SHORT TASK: List every line in the collection entries that contains the word "black". Case counts.

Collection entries
— begin —

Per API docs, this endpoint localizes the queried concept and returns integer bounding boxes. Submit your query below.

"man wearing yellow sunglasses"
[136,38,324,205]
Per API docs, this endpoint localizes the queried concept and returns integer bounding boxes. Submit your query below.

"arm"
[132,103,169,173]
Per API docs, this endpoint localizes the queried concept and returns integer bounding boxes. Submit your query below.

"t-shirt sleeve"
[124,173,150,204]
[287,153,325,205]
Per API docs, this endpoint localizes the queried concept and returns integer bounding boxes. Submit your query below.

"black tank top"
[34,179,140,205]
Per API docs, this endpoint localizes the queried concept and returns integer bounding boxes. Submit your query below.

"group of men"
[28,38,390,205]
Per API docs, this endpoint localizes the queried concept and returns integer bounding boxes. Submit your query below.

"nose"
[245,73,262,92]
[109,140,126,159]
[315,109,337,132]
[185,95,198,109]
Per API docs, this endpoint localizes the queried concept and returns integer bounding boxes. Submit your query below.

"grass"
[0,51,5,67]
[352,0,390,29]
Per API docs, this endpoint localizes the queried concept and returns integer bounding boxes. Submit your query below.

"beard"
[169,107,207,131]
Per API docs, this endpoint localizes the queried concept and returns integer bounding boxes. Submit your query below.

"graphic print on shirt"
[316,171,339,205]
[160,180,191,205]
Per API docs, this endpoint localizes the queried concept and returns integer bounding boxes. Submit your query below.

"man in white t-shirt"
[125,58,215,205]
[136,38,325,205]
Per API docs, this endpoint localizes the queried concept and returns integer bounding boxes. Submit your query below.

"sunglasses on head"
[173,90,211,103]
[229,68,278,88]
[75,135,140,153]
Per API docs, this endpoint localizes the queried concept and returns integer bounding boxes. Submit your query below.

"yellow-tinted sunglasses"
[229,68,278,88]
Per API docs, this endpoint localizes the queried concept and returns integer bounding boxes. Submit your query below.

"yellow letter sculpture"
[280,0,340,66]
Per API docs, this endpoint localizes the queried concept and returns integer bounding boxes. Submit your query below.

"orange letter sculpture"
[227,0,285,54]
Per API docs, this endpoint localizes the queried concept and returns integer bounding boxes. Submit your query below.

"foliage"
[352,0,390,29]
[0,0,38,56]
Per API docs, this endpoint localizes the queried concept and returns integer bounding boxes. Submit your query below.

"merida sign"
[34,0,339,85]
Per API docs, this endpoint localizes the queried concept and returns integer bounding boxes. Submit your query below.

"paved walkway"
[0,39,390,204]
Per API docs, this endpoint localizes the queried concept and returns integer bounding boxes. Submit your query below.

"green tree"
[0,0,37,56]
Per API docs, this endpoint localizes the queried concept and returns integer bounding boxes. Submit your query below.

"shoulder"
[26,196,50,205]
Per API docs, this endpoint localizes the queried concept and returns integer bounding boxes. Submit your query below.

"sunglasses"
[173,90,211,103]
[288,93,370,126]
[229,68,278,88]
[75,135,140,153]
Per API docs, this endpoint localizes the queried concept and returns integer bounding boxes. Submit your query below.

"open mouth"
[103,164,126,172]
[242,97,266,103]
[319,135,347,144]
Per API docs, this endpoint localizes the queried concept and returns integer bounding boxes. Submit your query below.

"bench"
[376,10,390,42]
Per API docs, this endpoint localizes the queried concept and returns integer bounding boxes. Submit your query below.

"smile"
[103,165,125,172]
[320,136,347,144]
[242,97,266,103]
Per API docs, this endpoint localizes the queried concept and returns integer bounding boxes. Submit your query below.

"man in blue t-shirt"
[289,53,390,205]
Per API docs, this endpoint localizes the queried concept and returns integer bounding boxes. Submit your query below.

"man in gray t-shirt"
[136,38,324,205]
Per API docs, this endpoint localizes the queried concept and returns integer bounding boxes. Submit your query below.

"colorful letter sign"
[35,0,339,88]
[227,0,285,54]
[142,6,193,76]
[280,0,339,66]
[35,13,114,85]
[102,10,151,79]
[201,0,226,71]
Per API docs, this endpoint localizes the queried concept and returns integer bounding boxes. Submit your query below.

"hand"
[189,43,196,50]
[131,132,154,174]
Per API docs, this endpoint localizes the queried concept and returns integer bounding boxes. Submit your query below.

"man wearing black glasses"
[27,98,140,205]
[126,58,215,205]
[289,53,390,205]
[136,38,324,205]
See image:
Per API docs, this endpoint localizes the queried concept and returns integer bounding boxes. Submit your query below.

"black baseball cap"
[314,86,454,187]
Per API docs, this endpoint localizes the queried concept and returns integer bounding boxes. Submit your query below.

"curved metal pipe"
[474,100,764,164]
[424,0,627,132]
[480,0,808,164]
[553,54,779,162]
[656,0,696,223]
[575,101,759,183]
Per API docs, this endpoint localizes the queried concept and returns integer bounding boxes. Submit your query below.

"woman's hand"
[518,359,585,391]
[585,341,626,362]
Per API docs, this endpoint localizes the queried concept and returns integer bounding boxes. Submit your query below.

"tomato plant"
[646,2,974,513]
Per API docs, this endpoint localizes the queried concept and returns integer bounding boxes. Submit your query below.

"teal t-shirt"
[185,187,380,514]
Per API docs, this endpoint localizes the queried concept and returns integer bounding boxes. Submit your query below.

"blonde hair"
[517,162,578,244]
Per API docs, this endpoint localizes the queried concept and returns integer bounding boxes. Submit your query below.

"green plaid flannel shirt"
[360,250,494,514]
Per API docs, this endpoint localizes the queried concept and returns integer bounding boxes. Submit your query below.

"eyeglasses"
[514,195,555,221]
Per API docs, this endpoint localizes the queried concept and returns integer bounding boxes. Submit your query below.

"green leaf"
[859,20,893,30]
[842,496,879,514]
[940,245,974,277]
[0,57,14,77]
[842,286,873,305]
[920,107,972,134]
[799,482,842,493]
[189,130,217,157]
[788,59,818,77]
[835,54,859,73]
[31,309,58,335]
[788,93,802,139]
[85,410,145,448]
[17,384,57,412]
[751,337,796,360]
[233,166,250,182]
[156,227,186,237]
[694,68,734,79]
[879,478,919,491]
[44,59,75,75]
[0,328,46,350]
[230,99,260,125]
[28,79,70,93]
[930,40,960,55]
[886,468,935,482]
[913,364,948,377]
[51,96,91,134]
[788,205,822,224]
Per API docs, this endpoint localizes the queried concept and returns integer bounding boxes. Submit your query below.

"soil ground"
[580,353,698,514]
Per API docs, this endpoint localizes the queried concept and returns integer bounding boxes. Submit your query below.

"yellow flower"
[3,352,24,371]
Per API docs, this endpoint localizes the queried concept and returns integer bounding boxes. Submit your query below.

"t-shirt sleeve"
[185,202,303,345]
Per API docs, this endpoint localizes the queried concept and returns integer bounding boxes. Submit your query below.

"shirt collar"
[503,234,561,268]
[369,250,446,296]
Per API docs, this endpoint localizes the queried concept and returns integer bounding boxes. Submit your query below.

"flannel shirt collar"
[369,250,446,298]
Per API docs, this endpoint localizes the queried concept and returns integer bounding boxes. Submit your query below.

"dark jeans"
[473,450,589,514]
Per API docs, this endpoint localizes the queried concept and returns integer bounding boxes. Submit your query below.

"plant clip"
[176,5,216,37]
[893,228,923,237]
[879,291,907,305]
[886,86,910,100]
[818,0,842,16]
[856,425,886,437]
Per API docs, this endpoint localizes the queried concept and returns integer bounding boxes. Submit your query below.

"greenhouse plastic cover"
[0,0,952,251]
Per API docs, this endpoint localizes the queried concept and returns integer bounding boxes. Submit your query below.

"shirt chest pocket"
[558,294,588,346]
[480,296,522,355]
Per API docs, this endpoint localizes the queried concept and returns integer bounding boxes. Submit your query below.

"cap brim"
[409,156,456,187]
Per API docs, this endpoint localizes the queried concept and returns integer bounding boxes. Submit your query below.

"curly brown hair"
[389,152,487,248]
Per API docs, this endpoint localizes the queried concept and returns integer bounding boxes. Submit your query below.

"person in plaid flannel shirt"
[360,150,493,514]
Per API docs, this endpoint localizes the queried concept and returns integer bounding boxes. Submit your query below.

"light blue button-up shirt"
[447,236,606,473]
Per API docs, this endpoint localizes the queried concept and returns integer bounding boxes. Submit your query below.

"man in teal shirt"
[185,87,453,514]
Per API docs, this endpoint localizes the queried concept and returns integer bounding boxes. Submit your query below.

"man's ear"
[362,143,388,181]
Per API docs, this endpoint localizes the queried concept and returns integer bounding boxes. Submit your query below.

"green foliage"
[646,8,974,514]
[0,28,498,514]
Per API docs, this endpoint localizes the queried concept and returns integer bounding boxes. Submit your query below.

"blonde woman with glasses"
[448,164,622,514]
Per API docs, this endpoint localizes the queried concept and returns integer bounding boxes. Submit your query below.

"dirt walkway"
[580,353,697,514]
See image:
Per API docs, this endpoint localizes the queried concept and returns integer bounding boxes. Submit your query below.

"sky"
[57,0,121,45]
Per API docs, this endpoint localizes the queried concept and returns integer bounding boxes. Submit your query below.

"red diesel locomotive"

— end —

SOLUTION TO THIS PROBLEM:
"black tank top"
"man wearing black glasses"
"black baseball cap"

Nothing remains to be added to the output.